## TEKSTFRAGMENT
▶

Javier Marías, Spaans schrijver (1951) en gedoodverfd Nobelprijswinnaar, pakt altijd flink uit met zijn zinnen: die zijn lang en ze hebben iets aarzelends; wordt een bepaalde betekenis in het begin van zo’n zin gesuggereerd, dan wordt die aan het einde ervan niet zelden onderuitgehaald. In de zinnen van Marías kan het alle kanten uitgaan. Zijn personages werken zich door die zinnen heen - ze praten en ze denken zelf allemaal óók zo; bij Marías hebben de verschillende personages niet per se verschillende stemmen; het heeft iets besmettelijks - en aan het einde van het boek hebben de personages een waarheid bereikt, die toch ook weer net zo goed een leugen kan zijn. Stellingen worden ontzenuwd, vermoedens gesmoord en gevoelens blijken voorgewend of in elk geval nooit eenduidig te zijn. En één ding weet je als lezer zeker: iedereen in een roman van Marías houdt er een verborgen agenda op na.

In De verliefden, gaat het om liefde en moord, om de gevolgen van de plotselinge dood van een relatief jong iemand en om afgunst. María Dolz (haar voornaam verschilt één letter van de achternaam van Marías), een vrouw die als redactrice bij een uitgeverij werkt, ziet vrijwel elke ochtend in het café waar ze ontbijt een zo op het oog volmaakt gelukkig stel. María vertelt het verhaal en het is van meet af aan duidelijk dat we haar moeten wantrouwen. ‘Ik observeerde hen niet met afgunst, dat was het zeker niet, eerder met opluchting omdat ik vaststelde dat er in het echte leven iets kon bestaan wat mijns inziens een perfect paar moest zijn,’ deelt ze vrij vroeg mee. Door het woord afgunst in ontkennende zin te gebruiken bekent ze zo’n beetje meteen schuld. Maar schuld waaraan? Daar kom ik op terug.

En er is nog een vraag: wie zijn de verliefden van de titel? De man en de vrouw in het café lijken aanvankelijk de geschiktste kandidaten te zijn voor die omschrijving, hoewel ze al twee kinderen hebben en niet meer piepjong zijn. In de loop van de roman dienen zich echter een paar keer andere verliefden aan. En de liefde blijkt dan inmiddels zeker ook niet de harmonie op te leveren waarvan in het begin nog bij dat zo voor de omstanders op het eerste gezicht perfecte paar sprake lijkt te zijn.

◀

## OPDRACHTEN
(a) Werk het tekstfragment bij: geef het opnieuw weer vanaf de woorden "In De verliefden, gaat" tot en met "ik op terug.", en vervang daarin "redactrice" door "vertaalster".
(b) Verzamel uit de records elke regel die het woord "walkway" bevat, waarbij hoofdletters en kleine letters verschil maken.

## TE VERWERKEN RECORDS
▶

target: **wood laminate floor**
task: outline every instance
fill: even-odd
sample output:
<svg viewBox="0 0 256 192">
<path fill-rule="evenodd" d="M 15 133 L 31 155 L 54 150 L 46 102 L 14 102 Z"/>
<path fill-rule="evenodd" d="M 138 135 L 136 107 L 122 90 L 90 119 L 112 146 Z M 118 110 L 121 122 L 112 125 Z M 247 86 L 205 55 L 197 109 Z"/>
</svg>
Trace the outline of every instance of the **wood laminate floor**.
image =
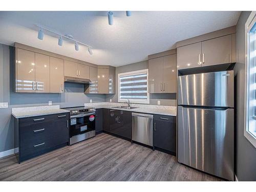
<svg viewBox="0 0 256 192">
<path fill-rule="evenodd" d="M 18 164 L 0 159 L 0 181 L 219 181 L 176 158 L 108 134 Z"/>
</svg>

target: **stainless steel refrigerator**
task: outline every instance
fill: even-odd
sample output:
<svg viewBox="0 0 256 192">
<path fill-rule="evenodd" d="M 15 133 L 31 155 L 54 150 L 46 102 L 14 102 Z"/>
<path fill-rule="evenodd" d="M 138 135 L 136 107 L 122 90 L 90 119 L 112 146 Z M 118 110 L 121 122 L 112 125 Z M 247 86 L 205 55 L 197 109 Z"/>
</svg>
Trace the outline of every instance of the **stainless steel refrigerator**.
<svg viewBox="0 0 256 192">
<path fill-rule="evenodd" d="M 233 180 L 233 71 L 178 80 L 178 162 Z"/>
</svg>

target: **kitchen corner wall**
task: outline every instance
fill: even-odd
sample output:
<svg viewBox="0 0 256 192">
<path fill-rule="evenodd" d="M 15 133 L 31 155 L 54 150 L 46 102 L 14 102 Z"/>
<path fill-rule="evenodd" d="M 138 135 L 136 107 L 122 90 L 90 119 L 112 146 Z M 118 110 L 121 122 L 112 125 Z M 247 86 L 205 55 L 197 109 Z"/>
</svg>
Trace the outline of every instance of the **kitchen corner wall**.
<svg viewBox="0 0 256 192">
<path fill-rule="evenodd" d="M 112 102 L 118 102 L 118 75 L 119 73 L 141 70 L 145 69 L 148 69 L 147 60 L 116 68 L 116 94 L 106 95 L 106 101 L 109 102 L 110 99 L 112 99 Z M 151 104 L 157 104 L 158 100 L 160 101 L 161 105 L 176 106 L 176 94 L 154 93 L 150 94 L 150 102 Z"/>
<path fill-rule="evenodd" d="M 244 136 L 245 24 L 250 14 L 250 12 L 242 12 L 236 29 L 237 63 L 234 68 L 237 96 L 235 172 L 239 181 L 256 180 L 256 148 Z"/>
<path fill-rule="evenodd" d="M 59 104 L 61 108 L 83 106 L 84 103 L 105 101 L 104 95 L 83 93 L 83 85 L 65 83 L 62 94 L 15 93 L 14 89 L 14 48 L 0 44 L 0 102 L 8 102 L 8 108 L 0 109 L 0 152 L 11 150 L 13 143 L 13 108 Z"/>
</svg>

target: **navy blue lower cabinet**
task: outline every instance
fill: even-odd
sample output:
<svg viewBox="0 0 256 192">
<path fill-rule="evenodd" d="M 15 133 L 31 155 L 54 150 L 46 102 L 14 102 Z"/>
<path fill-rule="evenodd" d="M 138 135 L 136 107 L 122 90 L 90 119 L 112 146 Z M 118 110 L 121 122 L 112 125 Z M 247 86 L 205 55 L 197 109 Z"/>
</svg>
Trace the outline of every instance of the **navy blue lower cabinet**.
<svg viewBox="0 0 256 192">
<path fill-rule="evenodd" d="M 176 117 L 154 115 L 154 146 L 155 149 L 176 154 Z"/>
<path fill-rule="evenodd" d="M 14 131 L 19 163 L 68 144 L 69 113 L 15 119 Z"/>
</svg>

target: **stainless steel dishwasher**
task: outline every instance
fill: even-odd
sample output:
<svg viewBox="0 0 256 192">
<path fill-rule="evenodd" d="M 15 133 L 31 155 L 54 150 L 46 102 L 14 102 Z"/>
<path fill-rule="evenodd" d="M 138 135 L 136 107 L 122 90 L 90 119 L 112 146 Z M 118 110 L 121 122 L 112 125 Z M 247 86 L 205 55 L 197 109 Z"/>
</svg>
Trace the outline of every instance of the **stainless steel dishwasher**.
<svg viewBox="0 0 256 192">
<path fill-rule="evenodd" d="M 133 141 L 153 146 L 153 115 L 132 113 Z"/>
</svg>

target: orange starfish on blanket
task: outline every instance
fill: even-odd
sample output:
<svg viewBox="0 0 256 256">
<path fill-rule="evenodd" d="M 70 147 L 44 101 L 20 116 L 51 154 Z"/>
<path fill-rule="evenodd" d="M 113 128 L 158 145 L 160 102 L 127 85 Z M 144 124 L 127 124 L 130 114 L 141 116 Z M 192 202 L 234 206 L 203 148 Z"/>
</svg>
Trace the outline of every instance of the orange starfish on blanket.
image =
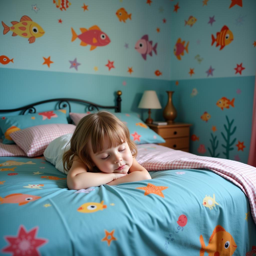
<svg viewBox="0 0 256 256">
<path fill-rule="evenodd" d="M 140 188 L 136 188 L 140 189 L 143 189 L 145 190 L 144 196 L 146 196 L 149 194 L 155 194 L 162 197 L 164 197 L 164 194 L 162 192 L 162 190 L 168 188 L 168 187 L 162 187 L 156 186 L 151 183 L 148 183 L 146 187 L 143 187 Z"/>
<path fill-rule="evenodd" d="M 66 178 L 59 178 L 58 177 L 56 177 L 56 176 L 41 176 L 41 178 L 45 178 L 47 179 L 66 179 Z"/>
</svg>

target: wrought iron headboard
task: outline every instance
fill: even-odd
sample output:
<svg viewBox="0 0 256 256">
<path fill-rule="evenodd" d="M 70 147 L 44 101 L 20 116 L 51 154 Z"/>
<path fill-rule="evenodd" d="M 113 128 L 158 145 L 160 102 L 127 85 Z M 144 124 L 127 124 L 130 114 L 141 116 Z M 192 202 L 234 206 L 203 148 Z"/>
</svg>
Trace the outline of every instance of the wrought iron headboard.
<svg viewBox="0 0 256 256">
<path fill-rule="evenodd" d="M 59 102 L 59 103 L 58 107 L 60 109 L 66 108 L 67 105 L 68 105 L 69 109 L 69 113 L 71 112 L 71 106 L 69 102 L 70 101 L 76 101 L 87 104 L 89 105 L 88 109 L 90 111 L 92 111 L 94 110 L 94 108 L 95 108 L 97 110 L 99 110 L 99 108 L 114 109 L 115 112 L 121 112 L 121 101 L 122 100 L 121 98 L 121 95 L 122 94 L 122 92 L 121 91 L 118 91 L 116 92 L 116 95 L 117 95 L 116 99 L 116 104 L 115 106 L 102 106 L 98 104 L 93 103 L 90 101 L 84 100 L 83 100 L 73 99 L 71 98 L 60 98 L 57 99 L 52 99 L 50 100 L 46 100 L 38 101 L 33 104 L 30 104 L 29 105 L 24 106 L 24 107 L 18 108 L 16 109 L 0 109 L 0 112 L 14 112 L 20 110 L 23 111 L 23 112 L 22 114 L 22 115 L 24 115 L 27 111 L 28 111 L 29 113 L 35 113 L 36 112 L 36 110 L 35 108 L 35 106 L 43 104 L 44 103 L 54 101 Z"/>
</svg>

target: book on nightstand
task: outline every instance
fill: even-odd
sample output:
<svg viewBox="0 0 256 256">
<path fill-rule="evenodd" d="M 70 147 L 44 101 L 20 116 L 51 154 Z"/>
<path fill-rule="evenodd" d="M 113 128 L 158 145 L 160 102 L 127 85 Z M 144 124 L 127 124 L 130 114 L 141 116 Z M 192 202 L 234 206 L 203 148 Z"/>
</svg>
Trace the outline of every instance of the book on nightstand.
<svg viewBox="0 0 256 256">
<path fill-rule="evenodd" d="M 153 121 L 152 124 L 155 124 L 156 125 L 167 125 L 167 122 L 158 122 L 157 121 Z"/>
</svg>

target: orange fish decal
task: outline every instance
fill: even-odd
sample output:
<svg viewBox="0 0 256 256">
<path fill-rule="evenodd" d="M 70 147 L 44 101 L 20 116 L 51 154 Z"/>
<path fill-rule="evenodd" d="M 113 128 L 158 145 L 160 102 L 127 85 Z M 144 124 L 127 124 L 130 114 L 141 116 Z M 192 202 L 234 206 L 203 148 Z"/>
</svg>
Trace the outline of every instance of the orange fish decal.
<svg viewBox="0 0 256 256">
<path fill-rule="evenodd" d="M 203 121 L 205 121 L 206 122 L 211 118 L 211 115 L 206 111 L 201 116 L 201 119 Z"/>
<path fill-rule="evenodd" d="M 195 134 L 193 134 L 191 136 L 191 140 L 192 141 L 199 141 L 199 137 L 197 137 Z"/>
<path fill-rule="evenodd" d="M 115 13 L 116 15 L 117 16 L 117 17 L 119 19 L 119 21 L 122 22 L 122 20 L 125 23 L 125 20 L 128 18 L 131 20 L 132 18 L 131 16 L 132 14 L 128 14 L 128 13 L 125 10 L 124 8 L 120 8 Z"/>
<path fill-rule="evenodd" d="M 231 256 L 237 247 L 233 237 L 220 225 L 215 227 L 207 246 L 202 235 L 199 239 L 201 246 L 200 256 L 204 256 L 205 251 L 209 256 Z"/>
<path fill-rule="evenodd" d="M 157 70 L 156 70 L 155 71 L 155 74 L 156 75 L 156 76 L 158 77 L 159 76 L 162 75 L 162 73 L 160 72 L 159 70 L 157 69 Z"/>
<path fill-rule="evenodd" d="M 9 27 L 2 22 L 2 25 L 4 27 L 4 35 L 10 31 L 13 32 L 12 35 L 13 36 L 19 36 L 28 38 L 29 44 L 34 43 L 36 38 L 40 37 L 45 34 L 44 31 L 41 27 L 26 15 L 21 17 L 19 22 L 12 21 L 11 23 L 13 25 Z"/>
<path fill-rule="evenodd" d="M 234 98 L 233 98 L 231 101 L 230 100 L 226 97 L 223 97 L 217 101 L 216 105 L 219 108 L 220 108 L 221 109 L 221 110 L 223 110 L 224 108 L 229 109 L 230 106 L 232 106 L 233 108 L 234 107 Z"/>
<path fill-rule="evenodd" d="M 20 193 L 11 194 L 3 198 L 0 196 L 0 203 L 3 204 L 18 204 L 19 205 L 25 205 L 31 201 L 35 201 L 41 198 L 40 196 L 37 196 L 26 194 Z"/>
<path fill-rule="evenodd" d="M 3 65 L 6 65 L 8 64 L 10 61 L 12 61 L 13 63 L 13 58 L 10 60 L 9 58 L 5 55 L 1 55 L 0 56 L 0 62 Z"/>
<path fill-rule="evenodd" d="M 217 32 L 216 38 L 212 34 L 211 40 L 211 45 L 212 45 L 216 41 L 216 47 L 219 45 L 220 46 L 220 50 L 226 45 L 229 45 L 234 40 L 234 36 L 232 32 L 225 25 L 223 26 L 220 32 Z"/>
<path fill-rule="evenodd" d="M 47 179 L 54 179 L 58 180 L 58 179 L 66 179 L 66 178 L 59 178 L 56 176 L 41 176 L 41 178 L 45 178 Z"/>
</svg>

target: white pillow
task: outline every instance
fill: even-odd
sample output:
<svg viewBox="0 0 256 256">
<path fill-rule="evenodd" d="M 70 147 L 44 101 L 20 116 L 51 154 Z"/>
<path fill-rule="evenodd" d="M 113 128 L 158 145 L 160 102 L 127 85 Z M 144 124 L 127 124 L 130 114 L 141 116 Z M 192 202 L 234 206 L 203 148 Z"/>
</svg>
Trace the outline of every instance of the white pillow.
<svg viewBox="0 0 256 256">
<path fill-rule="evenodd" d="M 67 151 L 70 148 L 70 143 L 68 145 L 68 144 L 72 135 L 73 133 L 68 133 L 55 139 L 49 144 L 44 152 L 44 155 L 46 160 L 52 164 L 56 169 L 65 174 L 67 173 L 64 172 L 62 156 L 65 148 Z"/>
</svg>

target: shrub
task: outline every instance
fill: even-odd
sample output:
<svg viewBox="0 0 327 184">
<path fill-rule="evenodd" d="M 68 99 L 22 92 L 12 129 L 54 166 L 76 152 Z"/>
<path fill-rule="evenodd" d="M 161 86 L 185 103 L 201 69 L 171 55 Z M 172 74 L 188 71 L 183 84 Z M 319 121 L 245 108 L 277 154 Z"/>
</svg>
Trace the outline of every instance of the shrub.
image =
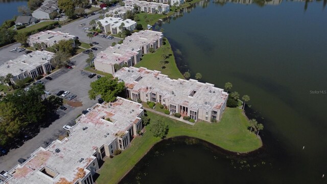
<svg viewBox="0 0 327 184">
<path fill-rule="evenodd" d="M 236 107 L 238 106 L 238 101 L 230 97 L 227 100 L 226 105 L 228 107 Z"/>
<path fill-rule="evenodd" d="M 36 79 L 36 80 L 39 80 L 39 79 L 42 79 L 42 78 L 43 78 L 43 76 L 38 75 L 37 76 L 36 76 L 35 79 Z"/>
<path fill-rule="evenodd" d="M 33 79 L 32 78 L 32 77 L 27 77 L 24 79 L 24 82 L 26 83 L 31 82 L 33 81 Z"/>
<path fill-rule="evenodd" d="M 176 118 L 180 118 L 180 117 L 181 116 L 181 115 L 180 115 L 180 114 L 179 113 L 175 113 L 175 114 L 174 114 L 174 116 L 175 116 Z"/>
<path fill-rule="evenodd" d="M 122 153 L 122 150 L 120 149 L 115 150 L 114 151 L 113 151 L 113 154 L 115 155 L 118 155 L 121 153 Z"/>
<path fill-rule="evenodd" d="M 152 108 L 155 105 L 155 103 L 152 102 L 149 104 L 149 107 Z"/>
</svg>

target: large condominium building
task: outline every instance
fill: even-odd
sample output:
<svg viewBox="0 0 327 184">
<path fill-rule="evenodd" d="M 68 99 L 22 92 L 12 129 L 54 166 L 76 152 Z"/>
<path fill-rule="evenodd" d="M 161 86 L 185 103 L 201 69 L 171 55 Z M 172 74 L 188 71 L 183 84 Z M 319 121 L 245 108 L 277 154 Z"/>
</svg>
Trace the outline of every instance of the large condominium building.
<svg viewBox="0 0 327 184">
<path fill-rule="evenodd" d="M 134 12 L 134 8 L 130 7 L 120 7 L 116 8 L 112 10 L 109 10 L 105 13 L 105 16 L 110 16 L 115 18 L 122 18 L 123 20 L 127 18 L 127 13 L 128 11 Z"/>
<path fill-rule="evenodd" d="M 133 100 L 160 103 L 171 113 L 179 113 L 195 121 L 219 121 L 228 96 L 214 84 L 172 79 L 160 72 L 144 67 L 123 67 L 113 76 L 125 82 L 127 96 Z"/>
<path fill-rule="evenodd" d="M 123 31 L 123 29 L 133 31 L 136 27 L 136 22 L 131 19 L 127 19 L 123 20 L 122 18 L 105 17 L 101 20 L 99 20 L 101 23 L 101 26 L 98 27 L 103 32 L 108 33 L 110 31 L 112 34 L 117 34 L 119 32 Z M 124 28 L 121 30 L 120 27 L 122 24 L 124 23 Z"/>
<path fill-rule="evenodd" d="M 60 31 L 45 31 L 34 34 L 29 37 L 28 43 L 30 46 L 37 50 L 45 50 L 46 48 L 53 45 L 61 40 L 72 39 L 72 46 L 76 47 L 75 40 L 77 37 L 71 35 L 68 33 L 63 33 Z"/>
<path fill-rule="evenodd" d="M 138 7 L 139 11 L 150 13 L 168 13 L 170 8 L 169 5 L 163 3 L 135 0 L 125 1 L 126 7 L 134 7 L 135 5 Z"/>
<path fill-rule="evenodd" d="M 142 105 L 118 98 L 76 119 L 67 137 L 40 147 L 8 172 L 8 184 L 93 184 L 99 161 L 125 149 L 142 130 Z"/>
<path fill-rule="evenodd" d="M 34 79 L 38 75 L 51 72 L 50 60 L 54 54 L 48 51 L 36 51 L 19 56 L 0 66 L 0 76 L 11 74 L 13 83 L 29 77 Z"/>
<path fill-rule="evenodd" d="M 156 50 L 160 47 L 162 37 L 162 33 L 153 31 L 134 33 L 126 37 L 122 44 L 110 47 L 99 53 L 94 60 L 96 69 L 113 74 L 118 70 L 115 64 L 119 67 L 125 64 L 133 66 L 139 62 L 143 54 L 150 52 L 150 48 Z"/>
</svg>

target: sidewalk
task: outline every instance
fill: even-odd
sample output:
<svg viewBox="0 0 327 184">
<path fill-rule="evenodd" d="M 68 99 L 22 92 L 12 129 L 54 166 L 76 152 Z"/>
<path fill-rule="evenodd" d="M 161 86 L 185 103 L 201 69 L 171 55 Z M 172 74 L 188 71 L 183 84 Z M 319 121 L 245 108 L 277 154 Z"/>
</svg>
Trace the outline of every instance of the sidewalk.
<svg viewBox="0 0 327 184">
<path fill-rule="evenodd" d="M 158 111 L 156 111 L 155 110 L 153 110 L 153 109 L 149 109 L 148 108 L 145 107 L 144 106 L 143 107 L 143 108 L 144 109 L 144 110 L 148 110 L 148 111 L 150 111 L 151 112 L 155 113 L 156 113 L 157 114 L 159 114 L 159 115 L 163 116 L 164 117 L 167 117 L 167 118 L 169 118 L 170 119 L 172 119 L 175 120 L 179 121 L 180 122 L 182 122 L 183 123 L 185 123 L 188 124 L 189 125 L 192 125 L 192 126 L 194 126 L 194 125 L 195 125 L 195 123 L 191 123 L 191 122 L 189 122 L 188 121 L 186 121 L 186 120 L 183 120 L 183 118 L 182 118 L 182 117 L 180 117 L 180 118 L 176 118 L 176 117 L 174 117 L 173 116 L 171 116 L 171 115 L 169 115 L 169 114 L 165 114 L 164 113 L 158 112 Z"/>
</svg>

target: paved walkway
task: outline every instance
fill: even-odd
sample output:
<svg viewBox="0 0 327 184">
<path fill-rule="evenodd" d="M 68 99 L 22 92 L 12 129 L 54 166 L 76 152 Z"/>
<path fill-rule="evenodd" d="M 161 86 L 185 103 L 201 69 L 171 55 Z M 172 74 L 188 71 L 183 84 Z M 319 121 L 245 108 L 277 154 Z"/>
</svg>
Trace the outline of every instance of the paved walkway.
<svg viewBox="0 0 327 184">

◀

## ANTWOORDEN PER OPDRACHT
(a)
In De verliefden, gaat het om liefde en moord, om de gevolgen van de plotselinge dood van een relatief jong iemand en om afgunst. María Dolz (haar voornaam verschilt één letter van de achternaam van Marías), een vrouw die als vertaalster bij een uitgeverij werkt, ziet vrijwel elke ochtend in het café waar ze ontbijt een zo op het oog volmaakt gelukkig stel. María vertelt het verhaal en het is van meet af aan duidelijk dat we haar moeten wantrouwen. ‘Ik observeerde hen niet met afgunst, dat was het zeker niet, eerder met opluchting omdat ik vaststelde dat er in het echte leven iets kon bestaan wat mijns inziens een perfect paar moest zijn,’ deelt ze vrij vroeg mee. Door het woord afgunst in ontkennende zin te gebruiken bekent ze zo’n beetje meteen schuld. Maar schuld waaraan? Daar kom ik op terug.

(b)
target: paved walkway
Trace the outline of every instance of the paved walkway.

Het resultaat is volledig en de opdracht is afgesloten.